Given request | In the rows below, how many lines contain the word "white"? Reply with the number alone.

(Point annotation rows)
— START —
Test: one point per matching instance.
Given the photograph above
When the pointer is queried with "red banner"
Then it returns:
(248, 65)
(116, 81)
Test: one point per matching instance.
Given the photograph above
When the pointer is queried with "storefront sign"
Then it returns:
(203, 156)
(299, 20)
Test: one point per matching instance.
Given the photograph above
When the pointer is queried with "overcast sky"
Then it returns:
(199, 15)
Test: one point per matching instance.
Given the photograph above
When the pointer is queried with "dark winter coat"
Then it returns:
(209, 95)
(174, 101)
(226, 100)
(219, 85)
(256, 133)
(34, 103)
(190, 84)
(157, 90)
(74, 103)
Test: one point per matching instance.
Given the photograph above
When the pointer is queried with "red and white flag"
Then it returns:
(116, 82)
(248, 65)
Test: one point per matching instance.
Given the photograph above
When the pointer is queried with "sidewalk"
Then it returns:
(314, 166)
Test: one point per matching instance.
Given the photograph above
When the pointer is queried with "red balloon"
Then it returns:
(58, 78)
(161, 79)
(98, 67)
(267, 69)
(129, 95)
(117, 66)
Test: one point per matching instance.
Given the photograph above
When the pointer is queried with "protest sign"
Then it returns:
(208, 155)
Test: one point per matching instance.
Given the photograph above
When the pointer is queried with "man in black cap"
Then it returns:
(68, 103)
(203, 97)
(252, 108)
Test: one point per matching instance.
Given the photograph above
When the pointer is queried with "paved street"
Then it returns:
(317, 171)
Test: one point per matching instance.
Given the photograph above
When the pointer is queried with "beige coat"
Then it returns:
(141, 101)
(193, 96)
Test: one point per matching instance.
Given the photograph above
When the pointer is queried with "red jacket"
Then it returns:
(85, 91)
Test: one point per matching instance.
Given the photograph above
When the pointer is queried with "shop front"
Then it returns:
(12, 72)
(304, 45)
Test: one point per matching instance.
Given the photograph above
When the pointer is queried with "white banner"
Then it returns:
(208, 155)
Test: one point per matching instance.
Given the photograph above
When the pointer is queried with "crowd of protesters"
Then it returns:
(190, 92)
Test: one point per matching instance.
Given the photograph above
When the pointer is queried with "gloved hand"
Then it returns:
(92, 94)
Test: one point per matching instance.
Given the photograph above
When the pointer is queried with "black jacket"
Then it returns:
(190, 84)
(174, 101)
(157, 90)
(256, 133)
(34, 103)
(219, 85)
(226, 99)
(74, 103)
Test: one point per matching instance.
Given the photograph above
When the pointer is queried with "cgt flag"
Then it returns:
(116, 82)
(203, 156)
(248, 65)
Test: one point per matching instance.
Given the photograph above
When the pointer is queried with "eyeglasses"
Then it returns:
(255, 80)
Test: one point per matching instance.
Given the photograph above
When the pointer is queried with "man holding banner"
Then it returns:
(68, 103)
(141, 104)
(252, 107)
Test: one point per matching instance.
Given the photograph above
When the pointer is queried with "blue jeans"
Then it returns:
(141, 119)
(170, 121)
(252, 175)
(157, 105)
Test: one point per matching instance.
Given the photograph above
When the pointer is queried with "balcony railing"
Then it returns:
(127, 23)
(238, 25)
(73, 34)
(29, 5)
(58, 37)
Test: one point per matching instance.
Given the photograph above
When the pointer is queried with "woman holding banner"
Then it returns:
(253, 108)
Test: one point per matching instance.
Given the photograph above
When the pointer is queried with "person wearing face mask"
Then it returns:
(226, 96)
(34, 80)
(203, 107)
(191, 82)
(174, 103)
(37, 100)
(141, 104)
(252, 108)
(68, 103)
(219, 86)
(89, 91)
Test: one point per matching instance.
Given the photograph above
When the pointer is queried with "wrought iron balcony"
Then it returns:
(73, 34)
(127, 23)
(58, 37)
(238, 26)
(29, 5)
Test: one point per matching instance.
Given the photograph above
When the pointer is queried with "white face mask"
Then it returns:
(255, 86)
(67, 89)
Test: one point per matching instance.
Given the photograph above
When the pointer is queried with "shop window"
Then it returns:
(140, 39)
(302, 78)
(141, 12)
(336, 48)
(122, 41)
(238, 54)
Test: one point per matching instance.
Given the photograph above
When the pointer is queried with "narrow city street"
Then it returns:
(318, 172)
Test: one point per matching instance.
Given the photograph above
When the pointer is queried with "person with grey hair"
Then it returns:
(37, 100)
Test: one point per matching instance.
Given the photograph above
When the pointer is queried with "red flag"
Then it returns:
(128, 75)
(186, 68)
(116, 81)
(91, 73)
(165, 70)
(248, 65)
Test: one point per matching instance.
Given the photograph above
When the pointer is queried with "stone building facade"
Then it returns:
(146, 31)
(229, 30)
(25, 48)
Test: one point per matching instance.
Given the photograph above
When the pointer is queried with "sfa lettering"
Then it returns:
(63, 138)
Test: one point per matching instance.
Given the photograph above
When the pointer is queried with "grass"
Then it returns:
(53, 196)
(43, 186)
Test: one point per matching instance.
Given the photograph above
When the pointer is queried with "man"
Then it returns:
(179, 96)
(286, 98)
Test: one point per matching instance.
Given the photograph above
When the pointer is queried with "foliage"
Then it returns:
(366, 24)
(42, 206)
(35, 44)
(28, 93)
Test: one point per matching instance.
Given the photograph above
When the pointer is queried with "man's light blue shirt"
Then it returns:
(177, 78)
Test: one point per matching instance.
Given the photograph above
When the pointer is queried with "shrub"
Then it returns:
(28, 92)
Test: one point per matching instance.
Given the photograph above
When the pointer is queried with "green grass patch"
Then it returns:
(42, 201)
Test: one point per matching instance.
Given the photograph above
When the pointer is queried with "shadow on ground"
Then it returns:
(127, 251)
— END —
Final result | 3